— BEGIN Extracted text —
Hooray for the correct iptables solution! 🍻

I had never heard of --ctorigdstport but I guess that is because I've not read about and tried every possible iptables extension and you're the first to mention it in this context to my knowledge.

I tested and this does indeed work:

$ docker run -d -p 7777:6379 --name data1 redis
$ docker run -d -p 8888:6379 --name data2 redis
$ sudo iptables -N DOCKER-USER-redis1
$ sudo iptables -A DOCKER-USER-redis1 -s 192.168.56.0/24 -p tcp -m tcp -j RETURN
$ sudo iptables -A DOCKER-USER-redis1 -j REJECT --reject-with icmp-port-unreachable
$ sudo iptables -N DOCKER-USER-redis2
$ sudo iptables -A DOCKER-USER-redis2 -s 10.0.24.0/24 -p tcp -m tcp -j RETURN
$ sudo iptables -A DOCKER-USER-redis2 -j REJECT --reject-with icmp-port-unreachable
$ sudo iptables -A DOCKER-USER -i eth0 -p tcp -m conntrack --ctorigdstport 7777 -j DOCKER-USER-redis1
$ sudo iptables -A DOCKER-USER -i eth0 -p tcp -m conntrack --ctorigdstport 8888 -j DOCKER-USER-redis2

I think an example like this belongs in the docs as it probably covers what 99% of users are looking for: the ability to expose ports using -p but still be able to control traffic to them using common filters like -s.

I created a request to update the Docker documentation regarding iptables.

https://github.com/docker/docker.github.io/issues/8087

The solution listed there in https://unrouted.io/2017/08/15/docker-firewall/
seems to be something similar, creating an additional iptables chain called FILTERS
to where chains INPUT and DOCKER-USER jump to.

@SystemParadox @colinmollenhour After testing --ctorigdstport I can confirm it works, but with a small caveat.

In my case, I have a dockerized PHP application on Apache listening on port 80. My rules allowing only 1.2.3.4 are as follows:

-A DOCKER-USER -s 1.2.3.4/32 -i eth0 -p tcp -m conntrack --ctorigdstport 80 -j ACCEPT
-A DOCKER-USER -i eth0 -p tcp -m conntrack --ctorigdstport 80 -j DROP

So my dropping rule is a bit more specific than yours, dropping only packets hitting my webserver — or so I thought. In fact, it was dropping packets directed to my webserver as well as packets returning with responses from requests made by PHP application to third-party servers.

This is due to the fact that --ctorigdstport matches not the destination port on the packet being filtered, but on the packet that initiated the connection. So, responses to requests going out from Docker to other servers will have SPT=80 and also will match --ctorigdstport 80.
— END Extracted text —
(Exercise set)
1. According to the iptables thread, which packet's destination port does --ctorigdstport match?
2. Please output everything in the iptables thread from "So my dropping" down to "match --ctorigdstport 80.".
— BEGIN Extracted entries —
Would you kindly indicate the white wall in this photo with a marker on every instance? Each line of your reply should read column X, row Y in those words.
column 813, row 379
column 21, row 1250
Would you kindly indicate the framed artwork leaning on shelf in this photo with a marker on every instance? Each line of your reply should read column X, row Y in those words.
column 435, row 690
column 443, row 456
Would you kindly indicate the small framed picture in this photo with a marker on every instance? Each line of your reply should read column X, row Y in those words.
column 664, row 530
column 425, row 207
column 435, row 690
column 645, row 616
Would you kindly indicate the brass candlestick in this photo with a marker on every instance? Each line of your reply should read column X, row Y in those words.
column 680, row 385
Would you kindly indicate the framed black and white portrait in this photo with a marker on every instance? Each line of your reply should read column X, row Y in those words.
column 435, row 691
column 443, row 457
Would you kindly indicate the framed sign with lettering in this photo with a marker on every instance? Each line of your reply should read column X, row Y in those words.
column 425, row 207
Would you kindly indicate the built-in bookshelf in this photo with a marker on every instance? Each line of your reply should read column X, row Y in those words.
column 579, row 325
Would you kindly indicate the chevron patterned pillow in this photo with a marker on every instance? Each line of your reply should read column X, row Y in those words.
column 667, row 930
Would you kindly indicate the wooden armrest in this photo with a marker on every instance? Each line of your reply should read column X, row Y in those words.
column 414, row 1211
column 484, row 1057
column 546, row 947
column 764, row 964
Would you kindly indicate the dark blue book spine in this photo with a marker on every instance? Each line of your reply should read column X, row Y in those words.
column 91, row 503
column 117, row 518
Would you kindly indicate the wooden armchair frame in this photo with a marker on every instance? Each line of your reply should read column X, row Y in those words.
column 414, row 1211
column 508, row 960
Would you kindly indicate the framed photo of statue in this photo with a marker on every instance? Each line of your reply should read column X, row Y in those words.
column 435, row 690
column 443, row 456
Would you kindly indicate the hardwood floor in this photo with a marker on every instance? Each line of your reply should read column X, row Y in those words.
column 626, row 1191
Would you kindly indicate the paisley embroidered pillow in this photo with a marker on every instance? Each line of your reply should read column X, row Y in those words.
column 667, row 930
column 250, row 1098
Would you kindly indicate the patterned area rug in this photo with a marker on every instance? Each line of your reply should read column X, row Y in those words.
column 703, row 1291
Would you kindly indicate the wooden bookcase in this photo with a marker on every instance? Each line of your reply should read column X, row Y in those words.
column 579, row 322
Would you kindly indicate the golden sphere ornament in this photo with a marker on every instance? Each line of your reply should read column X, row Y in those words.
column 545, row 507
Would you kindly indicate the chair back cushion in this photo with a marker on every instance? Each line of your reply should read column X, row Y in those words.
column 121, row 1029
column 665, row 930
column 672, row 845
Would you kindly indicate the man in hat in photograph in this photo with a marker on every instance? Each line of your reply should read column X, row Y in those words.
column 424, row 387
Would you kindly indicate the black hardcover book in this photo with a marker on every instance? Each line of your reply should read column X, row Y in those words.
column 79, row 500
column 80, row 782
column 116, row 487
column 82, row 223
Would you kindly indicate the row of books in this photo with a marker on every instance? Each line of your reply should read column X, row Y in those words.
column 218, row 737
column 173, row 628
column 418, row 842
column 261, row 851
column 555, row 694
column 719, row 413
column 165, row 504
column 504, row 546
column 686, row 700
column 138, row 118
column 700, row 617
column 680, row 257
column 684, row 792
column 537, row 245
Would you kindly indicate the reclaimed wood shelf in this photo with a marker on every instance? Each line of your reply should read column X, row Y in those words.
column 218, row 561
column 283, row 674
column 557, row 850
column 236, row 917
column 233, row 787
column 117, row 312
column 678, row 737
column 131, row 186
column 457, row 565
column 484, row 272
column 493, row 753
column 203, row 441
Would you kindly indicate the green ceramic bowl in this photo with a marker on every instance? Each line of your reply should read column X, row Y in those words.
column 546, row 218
— END Extracted entries —
(Expected results)
1. It matches the destination port of the packet that initiated the connection, not the port on the packet being filtered.

2.
So my dropping rule is a bit more specific than yours, dropping only packets hitting my webserver — or so I thought. In fact, it was dropping packets directed to my webserver as well as packets returning with responses from requests made by PHP application to third-party servers.

This is due to the fact that --ctorigdstport matches not the destination port on the packet being filtered, but on the packet that initiated the connection. So, responses to requests going out from Docker to other servers will have SPT=80 and also will match --ctorigdstport 80.